## Directions
[A] Reproduce the oatmeal cake text word for word, from "Oatmeal cake for" up to and including "through the afternoon.".
[B] In the oatmeal cake text, what helps the cake's flavors blossom?

Old-fashioned Oatmeal Cake is decadently rich, dense, and comforting nostalgia in one bite with a toasty coconut and buttery pecan topping. Straight from Grandma’s recipe box and always a favorite.

Oats are classic and the foundation of many timeless recipes, from breakfast to desserts. We have a variety of recipes with oats to appeal to every taste, like an Oatmeal Brownie Strawberry Shortbread dessert, Snickerdoodle Homemade Granola breakfast, Ranger Cookies for snacks, or Peanut Butter No Bake Energy Bites

slice of cake with a fork on the plate

Why Old-Fashioned Oatmeal Cake With Broiled Topping Is Amazing

Oatmeal cake for breakfast, snacks, and dessert? Absolutely! Grandma’s old-fashioned oatmeal cake recipe is crowd-pleasing and oh-so-satisfying, topped with the divine flavor of toasted coconut and pecan icing. Even better, an oatmeal cake is a perfect make-ahead dessert.

  • Moist, flavorful oatmeal cake contrasts beautifully with the sweet, nutty crunch of the coconut pecan topping. 
  • A coffee break with grandma’s oatmeal cake will carry you through the afternoon.
  • Whole grain oats contain fiber and complex carbs to stave off hunger and provide sustained energy.
  • Aging an extra day helps old-fashioned oatmeal cake flavors to blossom.
  • Excellent for parties, potlucks, and large gatherings. 
  • Broiled coconut topping is 10x easier than traditional coconut pecan frosting and uniquely delicious! 
  • So good it’s hard to wait for your next serving. (I usually don’t!)
Oatmeal Cake ingredients

Oatmeal Cake With Broiled Icing Ingredients

For specific amounts, please refer to the printable recipe card at the bottom of the post.

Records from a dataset

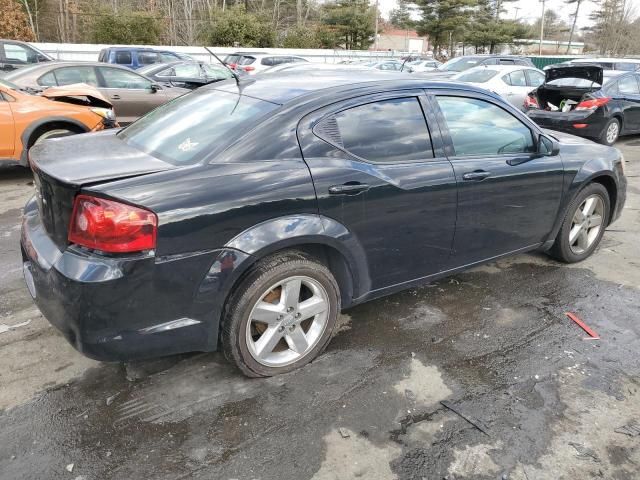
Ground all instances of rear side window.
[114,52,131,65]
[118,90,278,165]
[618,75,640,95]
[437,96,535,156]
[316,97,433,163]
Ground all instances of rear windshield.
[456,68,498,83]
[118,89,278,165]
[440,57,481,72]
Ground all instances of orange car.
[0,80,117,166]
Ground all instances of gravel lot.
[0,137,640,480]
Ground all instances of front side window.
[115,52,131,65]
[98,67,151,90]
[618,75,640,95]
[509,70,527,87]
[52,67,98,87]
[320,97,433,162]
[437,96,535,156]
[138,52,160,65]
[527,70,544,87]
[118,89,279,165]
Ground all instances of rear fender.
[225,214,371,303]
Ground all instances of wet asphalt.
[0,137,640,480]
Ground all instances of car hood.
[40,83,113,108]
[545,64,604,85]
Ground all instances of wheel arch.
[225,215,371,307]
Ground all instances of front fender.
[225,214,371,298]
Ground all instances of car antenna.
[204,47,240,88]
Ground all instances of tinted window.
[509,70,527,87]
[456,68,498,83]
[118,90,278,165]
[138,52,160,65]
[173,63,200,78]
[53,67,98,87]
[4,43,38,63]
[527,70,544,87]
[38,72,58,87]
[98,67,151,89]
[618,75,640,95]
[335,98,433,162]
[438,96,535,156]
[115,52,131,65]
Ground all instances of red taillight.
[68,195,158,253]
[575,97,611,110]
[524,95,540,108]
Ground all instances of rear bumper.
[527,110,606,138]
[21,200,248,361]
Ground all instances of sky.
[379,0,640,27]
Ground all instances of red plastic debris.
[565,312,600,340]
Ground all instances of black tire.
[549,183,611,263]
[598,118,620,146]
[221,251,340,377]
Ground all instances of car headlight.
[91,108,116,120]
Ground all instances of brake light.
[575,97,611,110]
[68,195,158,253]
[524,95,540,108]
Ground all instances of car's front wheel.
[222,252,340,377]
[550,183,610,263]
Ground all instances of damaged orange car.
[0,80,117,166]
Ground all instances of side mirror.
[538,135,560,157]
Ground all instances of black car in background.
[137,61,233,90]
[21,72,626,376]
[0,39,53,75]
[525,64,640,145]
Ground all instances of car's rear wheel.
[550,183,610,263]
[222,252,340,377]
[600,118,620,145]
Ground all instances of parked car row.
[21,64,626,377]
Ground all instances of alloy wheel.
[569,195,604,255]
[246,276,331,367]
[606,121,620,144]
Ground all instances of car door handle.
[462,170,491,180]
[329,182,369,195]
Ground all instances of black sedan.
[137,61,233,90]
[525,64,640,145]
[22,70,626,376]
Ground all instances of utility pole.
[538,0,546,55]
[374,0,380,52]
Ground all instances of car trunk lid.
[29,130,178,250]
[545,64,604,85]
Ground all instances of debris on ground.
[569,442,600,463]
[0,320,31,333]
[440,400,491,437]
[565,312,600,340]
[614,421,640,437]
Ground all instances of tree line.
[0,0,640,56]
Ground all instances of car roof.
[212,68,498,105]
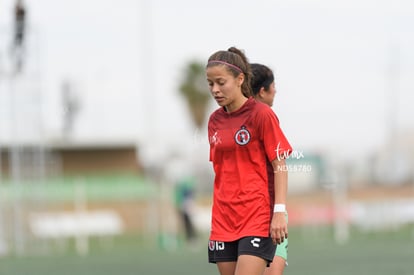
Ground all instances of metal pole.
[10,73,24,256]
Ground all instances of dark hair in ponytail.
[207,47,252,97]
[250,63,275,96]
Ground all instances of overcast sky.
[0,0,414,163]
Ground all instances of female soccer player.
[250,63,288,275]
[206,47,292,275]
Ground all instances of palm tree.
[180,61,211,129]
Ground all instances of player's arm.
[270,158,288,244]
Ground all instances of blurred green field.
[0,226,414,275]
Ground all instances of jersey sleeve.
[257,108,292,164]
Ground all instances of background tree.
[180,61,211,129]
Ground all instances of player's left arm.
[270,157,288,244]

## List of solutions
[A]
Oatmeal cake for breakfast, snacks, and dessert? Absolutely! Grandma’s old-fashioned oatmeal cake recipe is crowd-pleasing and oh-so-satisfying, topped with the divine flavor of toasted coconut and pecan icing. Even better, an oatmeal cake is a perfect make-ahead dessert.

  • Moist, flavorful oatmeal cake contrasts beautifully with the sweet, nutty crunch of the coconut pecan topping. 
  • A coffee break with grandma’s oatmeal cake will carry you through the afternoon.

[B] Aging the cake an extra day.